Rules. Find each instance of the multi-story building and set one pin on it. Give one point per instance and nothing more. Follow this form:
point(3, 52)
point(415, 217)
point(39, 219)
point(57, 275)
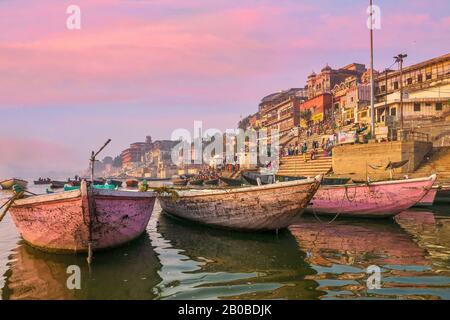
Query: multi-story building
point(136, 152)
point(426, 93)
point(280, 111)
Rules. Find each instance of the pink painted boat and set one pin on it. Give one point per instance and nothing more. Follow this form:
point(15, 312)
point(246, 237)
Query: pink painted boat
point(372, 200)
point(69, 221)
point(428, 200)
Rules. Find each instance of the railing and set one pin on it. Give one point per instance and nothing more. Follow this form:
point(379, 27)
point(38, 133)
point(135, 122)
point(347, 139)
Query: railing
point(408, 135)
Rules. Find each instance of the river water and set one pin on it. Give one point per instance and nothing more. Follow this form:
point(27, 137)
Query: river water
point(180, 260)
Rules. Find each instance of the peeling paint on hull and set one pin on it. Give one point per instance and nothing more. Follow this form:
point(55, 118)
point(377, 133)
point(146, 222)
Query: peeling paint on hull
point(267, 207)
point(375, 200)
point(60, 223)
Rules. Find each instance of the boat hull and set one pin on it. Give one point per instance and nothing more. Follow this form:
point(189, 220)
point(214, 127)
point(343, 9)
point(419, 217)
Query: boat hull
point(428, 199)
point(375, 200)
point(64, 222)
point(8, 184)
point(268, 207)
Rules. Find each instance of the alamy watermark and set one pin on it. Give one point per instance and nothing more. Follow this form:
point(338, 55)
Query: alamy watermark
point(74, 279)
point(374, 19)
point(73, 22)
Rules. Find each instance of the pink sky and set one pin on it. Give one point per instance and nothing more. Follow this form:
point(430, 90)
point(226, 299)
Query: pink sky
point(147, 67)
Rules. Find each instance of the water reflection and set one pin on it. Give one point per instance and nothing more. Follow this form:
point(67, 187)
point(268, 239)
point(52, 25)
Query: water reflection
point(205, 263)
point(129, 272)
point(340, 253)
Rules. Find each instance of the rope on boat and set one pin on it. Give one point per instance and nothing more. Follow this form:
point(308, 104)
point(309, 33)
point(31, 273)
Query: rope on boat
point(18, 194)
point(340, 208)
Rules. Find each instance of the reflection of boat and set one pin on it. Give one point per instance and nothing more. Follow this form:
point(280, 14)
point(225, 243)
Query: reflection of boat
point(128, 272)
point(357, 243)
point(68, 221)
point(374, 200)
point(267, 207)
point(9, 183)
point(232, 265)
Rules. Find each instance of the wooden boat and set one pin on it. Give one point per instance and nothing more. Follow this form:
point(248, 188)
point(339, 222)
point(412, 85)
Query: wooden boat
point(196, 182)
point(42, 182)
point(178, 181)
point(267, 207)
point(443, 195)
point(68, 221)
point(58, 184)
point(370, 200)
point(117, 183)
point(131, 183)
point(232, 182)
point(252, 178)
point(211, 182)
point(428, 199)
point(9, 183)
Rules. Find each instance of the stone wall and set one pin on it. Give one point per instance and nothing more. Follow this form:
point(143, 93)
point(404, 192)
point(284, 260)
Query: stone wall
point(354, 160)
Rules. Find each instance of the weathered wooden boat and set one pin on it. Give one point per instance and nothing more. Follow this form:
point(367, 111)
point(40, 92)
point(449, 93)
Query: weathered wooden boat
point(42, 181)
point(232, 182)
point(256, 178)
point(131, 183)
point(70, 221)
point(9, 183)
point(428, 199)
point(267, 207)
point(443, 194)
point(211, 182)
point(196, 182)
point(370, 200)
point(116, 183)
point(58, 184)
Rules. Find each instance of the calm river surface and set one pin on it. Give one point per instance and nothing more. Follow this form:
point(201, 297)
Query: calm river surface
point(180, 260)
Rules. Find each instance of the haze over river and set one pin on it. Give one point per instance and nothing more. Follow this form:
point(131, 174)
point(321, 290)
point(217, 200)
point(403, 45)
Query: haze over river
point(180, 260)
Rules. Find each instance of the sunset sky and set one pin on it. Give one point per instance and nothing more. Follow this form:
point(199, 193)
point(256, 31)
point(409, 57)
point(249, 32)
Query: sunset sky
point(140, 67)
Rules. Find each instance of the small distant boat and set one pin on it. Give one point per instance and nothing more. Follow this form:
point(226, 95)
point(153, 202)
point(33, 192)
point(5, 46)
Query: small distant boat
point(267, 207)
point(9, 183)
point(196, 182)
point(232, 182)
point(370, 200)
point(131, 183)
point(211, 182)
point(178, 181)
point(69, 221)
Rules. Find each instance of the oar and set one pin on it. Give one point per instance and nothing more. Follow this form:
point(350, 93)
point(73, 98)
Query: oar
point(10, 203)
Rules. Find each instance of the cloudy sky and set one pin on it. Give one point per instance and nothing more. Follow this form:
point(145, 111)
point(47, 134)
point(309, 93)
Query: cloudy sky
point(141, 67)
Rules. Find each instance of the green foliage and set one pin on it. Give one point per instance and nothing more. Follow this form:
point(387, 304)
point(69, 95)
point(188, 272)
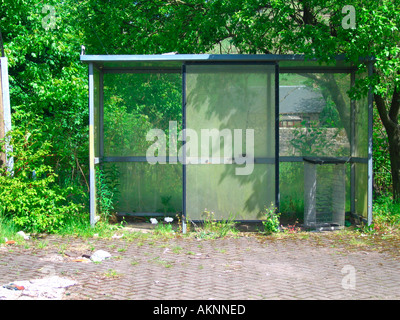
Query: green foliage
point(381, 163)
point(30, 196)
point(107, 190)
point(213, 229)
point(271, 221)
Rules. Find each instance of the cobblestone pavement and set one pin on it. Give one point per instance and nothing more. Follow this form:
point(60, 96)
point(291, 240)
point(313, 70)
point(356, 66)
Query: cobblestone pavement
point(242, 268)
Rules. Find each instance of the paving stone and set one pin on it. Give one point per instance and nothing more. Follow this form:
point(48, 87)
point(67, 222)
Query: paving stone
point(227, 269)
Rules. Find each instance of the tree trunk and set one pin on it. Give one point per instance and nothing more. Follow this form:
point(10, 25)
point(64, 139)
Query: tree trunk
point(390, 122)
point(394, 149)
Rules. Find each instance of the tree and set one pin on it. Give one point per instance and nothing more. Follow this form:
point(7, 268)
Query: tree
point(48, 87)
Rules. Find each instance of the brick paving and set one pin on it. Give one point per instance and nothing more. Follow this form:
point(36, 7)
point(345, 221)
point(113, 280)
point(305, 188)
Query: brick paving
point(243, 268)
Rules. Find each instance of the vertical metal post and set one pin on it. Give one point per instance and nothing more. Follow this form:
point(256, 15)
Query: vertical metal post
point(352, 147)
point(370, 144)
point(6, 110)
point(101, 114)
point(277, 192)
point(92, 183)
point(184, 148)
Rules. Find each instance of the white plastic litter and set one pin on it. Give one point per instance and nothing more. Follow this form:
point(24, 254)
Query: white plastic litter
point(23, 235)
point(100, 255)
point(49, 288)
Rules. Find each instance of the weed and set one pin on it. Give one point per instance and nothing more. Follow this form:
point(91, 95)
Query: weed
point(271, 220)
point(213, 229)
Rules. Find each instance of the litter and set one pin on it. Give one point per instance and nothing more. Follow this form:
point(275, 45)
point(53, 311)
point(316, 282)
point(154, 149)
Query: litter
point(49, 288)
point(100, 255)
point(23, 235)
point(13, 286)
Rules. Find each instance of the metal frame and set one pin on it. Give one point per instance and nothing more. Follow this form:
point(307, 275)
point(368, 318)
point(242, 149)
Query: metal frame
point(152, 64)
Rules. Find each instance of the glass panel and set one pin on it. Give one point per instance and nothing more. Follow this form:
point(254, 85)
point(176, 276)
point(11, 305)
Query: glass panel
point(237, 104)
point(145, 188)
point(216, 188)
point(314, 114)
point(360, 149)
point(361, 189)
point(136, 103)
point(291, 188)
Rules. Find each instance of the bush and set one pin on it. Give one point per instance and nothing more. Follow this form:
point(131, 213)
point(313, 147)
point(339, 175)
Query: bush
point(271, 220)
point(29, 194)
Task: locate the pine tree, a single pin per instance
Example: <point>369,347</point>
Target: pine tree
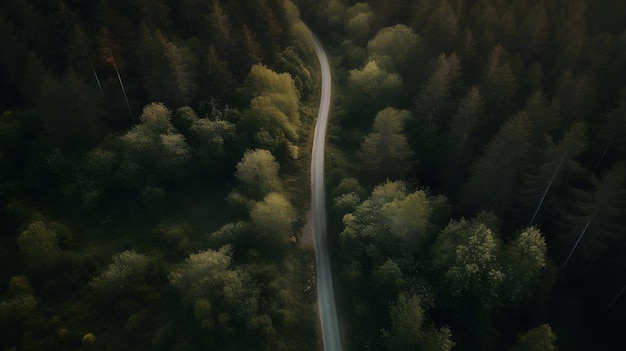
<point>494,177</point>
<point>558,162</point>
<point>596,215</point>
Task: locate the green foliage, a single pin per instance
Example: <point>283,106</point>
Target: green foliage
<point>408,330</point>
<point>495,175</point>
<point>258,173</point>
<point>385,152</point>
<point>155,144</point>
<point>154,201</point>
<point>273,117</point>
<point>372,88</point>
<point>389,222</point>
<point>540,338</point>
<point>39,247</point>
<point>125,273</point>
<point>396,45</point>
<point>167,69</point>
<point>273,218</point>
<point>358,23</point>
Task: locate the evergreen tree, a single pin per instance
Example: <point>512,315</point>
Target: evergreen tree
<point>494,177</point>
<point>385,152</point>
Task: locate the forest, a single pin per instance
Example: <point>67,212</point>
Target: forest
<point>154,174</point>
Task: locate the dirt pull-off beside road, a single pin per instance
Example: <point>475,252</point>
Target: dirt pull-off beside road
<point>306,240</point>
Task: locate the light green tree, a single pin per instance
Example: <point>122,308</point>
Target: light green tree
<point>257,173</point>
<point>274,218</point>
<point>372,88</point>
<point>126,272</point>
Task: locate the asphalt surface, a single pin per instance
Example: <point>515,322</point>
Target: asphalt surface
<point>325,293</point>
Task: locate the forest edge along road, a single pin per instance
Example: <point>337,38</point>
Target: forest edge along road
<point>325,293</point>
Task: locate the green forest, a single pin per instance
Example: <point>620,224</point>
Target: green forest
<point>155,158</point>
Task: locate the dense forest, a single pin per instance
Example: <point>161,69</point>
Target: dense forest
<point>154,164</point>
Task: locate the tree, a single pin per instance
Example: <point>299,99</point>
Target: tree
<point>385,152</point>
<point>499,82</point>
<point>155,144</point>
<point>390,223</point>
<point>407,330</point>
<point>396,45</point>
<point>273,218</point>
<point>219,28</point>
<point>559,161</point>
<point>466,253</point>
<point>611,133</point>
<point>461,135</point>
<point>108,48</point>
<point>525,257</point>
<point>359,24</point>
<point>258,173</point>
<point>434,98</point>
<point>126,272</point>
<point>540,338</point>
<point>70,109</point>
<point>207,276</point>
<point>595,215</point>
<point>372,88</point>
<point>167,69</point>
<point>273,118</point>
<point>39,246</point>
<point>495,175</point>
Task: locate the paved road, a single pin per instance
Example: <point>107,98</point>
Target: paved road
<point>325,294</point>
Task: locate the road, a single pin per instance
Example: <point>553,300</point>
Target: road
<point>325,293</point>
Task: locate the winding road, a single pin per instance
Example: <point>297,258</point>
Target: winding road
<point>325,293</point>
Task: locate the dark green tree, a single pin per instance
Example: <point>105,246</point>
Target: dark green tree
<point>385,152</point>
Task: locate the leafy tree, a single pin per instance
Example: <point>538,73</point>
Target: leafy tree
<point>385,152</point>
<point>388,223</point>
<point>540,338</point>
<point>273,218</point>
<point>258,173</point>
<point>273,118</point>
<point>207,275</point>
<point>125,273</point>
<point>372,88</point>
<point>155,144</point>
<point>466,253</point>
<point>359,24</point>
<point>395,45</point>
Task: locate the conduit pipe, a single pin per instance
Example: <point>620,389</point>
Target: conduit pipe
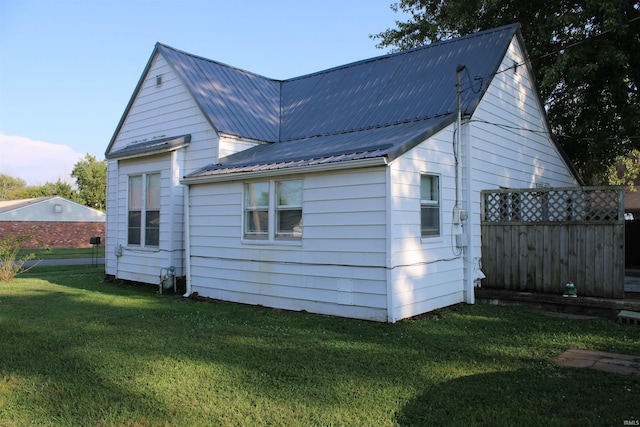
<point>187,241</point>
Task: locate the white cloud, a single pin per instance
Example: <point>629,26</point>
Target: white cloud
<point>36,162</point>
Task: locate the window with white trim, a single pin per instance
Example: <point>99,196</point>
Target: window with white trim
<point>429,205</point>
<point>273,210</point>
<point>144,210</point>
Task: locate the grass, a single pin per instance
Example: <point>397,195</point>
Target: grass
<point>63,253</point>
<point>77,351</point>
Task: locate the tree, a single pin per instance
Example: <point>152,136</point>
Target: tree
<point>585,58</point>
<point>12,188</point>
<point>91,179</point>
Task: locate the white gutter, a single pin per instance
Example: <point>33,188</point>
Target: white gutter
<point>233,176</point>
<point>187,241</point>
<point>391,315</point>
<point>470,224</point>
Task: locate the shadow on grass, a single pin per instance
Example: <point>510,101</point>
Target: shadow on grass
<point>559,396</point>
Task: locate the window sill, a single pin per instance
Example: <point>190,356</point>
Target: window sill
<point>276,243</point>
<point>148,249</point>
<point>431,239</point>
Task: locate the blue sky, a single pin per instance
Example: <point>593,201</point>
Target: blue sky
<point>69,67</point>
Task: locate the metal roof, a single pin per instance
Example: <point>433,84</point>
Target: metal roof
<point>148,147</point>
<point>380,102</point>
<point>388,141</point>
<point>235,101</point>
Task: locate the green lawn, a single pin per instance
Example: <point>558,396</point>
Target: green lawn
<point>76,351</point>
<point>63,253</point>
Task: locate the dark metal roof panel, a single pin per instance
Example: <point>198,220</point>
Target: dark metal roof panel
<point>235,101</point>
<point>389,141</point>
<point>409,85</point>
<point>151,147</point>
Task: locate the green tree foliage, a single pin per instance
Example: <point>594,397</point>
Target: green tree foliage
<point>585,55</point>
<point>12,188</point>
<point>91,179</point>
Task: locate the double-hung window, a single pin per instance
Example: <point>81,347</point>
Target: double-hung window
<point>273,210</point>
<point>144,210</point>
<point>429,205</point>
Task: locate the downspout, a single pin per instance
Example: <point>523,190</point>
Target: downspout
<point>471,268</point>
<point>391,315</point>
<point>463,198</point>
<point>187,241</point>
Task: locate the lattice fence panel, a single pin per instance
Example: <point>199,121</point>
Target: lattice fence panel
<point>556,205</point>
<point>538,240</point>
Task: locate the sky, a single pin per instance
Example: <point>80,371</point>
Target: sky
<point>69,67</point>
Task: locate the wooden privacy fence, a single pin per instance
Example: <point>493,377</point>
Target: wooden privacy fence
<point>539,239</point>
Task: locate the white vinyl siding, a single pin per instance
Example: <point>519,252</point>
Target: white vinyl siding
<point>426,272</point>
<point>337,268</point>
<point>143,263</point>
<point>512,147</point>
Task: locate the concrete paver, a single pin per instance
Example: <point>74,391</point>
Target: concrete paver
<point>600,360</point>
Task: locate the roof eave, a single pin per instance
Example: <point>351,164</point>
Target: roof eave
<point>267,173</point>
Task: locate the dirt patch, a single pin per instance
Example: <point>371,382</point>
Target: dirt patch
<point>600,360</point>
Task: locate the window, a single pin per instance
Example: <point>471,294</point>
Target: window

========

== BRIEF ==
In the listing above, find the line containing "Example: <point>558,396</point>" and the line containing "Task: locate the roof", then repeat those two lines and everything between them exactly.

== REPLY TO THE EXERCISE ==
Example: <point>558,396</point>
Target: green lawn
<point>76,351</point>
<point>63,253</point>
Task: locate the dark metal roof panel, a single pin per instance
Example: <point>198,220</point>
Target: dark metal roof panel
<point>235,101</point>
<point>389,141</point>
<point>409,85</point>
<point>151,147</point>
Task: locate the green tree foliage, a single pin per instance
Example: <point>594,397</point>
Target: green tree foliage
<point>585,55</point>
<point>12,188</point>
<point>91,179</point>
Task: locate the double-hung window, a single pin per instance
Example: <point>81,347</point>
Target: double-hung window
<point>273,210</point>
<point>144,210</point>
<point>429,205</point>
Task: locate the downspout, a single pin per instance
Example: <point>523,190</point>
Target: downspout
<point>471,268</point>
<point>391,315</point>
<point>463,198</point>
<point>187,241</point>
Task: locate the lattice fence panel, a single pin per instance
Example: <point>199,121</point>
Target: lattice fence panel
<point>556,205</point>
<point>538,240</point>
Task: locate the sky, a single pin per instance
Example: <point>80,371</point>
Target: sky
<point>69,67</point>
Task: locate the wooden privacy fence, a single pin per instance
Example: <point>493,377</point>
Target: wooden privacy fence
<point>539,239</point>
Task: locate the white vinyl siding, a single pin per instance
Example: <point>519,252</point>
Target: white vinyl siding
<point>426,272</point>
<point>337,268</point>
<point>143,263</point>
<point>512,147</point>
Task: locate the concrete paver, a single pin per instance
Example: <point>74,391</point>
Target: concrete paver
<point>600,360</point>
Task: locate the roof eave, a single pin per instance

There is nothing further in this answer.